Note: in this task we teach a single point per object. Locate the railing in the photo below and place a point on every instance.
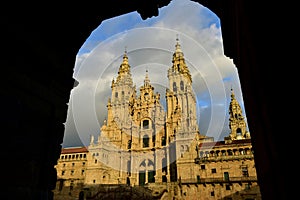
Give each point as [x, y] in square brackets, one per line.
[219, 180]
[222, 158]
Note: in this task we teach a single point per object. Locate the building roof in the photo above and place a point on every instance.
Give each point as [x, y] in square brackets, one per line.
[74, 150]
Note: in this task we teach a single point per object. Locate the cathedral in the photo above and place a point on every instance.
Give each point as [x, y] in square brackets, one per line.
[143, 145]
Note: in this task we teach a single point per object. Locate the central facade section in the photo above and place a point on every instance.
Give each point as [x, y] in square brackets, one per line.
[140, 142]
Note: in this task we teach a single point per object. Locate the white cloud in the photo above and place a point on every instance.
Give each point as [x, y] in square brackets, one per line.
[150, 45]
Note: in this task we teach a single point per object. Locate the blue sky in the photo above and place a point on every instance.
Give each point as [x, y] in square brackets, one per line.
[150, 44]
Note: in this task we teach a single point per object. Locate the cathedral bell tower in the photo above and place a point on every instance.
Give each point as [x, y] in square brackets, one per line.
[181, 100]
[121, 90]
[237, 123]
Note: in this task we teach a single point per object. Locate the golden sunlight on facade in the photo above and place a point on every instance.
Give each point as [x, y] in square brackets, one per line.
[146, 152]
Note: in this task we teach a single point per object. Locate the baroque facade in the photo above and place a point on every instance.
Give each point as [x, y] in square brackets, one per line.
[141, 145]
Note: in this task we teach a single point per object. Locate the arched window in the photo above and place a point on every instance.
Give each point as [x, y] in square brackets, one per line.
[145, 141]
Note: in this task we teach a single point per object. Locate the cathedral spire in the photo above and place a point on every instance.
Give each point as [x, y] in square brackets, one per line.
[124, 67]
[147, 80]
[179, 65]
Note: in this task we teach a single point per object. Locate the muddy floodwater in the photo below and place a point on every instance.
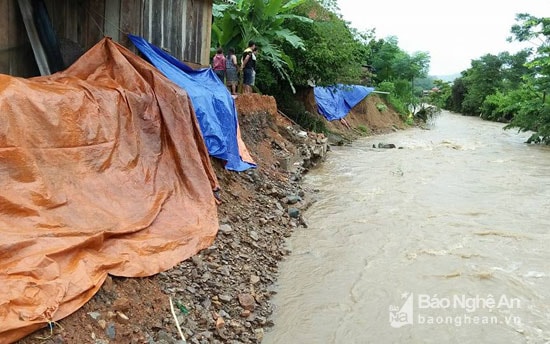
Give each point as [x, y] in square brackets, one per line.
[444, 241]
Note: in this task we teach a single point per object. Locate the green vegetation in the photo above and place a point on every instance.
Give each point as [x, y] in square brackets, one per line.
[306, 42]
[381, 107]
[509, 88]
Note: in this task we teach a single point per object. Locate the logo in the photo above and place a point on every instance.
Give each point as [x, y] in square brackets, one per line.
[456, 310]
[401, 316]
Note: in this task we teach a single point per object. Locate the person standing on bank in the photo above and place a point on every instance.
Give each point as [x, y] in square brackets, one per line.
[218, 64]
[231, 76]
[248, 67]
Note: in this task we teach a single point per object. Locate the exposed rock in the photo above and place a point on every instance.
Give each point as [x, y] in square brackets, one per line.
[247, 301]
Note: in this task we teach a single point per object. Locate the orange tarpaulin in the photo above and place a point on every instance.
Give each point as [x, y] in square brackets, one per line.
[103, 169]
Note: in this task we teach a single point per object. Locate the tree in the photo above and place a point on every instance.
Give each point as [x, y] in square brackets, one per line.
[483, 78]
[534, 114]
[262, 21]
──────────
**EXERCISE PROMPT**
Retype all of the lines above word for word, omitting the pictures.

**RESPONSE TO THE TASK**
Note: in this task we teach a single point per object. Locate the railing in the photo below and place a point on every instance.
Give each point as [x, y] in square brackets, one per line.
[219, 180]
[222, 158]
Note: in this task we teach a single point per object. Locate the building roof in the photo above and place a point on every instance.
Give each point as [x, y] in square brackets, one per line.
[74, 150]
Note: in this task we teach a single point per object. Locate the cathedral in the photo above and place a point on every instance.
Give each point as [x, y] in square brackets, one per line.
[143, 145]
Note: in this task we teach a single point per object. Locate the central facade section in the photo above and place a point on every instance.
Give each point as [x, y] in square brackets, one per line.
[140, 142]
Note: in this task we teach a single point per object. Locate the white cloud in the photo above and place a point on every instance.
Give each point as [x, y] in square brackets, one per line.
[150, 45]
Note: in this task we teach a single point per object. Locate the blue sky in the photo above and place a point on every instance.
Give each point as [x, y] in square brackets, one per line.
[150, 44]
Note: in this task we teach a single point per object. Locate the cathedral bell tower in the photo above and place a point on every instance.
Give each point as [x, y] in square brackets, one per line.
[181, 100]
[121, 90]
[237, 123]
Note: in this task we teach a single point per object. Locate the golden sunlight on facade in the photo above and place a point on every instance.
Give each point as [x, y] in square brackets, one per line.
[146, 152]
Note: in this task we teach a single point per object. Locate the baroque facade in the photo above and place a point on every instance.
Give each point as [x, y] in square brackets, one per line.
[141, 145]
Note: in this task we teach a single point per object. Locate the arched window in the photo above and place a point on every instance.
Give each point as [x, y] in square brackets, one per line.
[145, 141]
Note: in this task we teach a single point per object. Locate the cathedral spire in the photo above and place a point on every instance.
Give each point as [x, y] in square brackets, one per line.
[124, 67]
[147, 80]
[179, 65]
Note: in this task we teach a single point per object. Locate the muddy floodwater in the photo below and place a point on every instance.
Give each point as [x, y] in square brackets, one per line.
[444, 241]
Note: in this task we teach a single point per object. Locate the green vegetation in the photo above and place a point on every instance.
Give each point as [x, y] in square brackets, one per line.
[306, 42]
[381, 107]
[509, 88]
Note: in this task we teach a single point per object. Locate the logo in the photo above and place a point on every instance.
Give each point as [x, y] in square brackets, one per line.
[456, 310]
[401, 316]
Note: in this task we teach a single point per object. Locate the person standing on bank in the photo above and place a point on every instance.
Give each point as [x, y] in square brackets, one per line.
[218, 64]
[231, 76]
[248, 67]
Note: in this task we teach a single point per object. Locate the exposed rock in the photo above and place a point on every instance.
Give each point as [x, y] in square brackets, one per line.
[247, 301]
Note: in this task we teach a single point per object. Locate the orange tarpaulin in the photo above and place a point on every instance.
Give each point as [x, y] in square brackets, one per line.
[103, 169]
Note: in this task we teach a single point per object. Locate the tree in the photo above and place a point on every instance.
Give each point as [x, y] in square brackets, one per line.
[483, 78]
[534, 114]
[262, 21]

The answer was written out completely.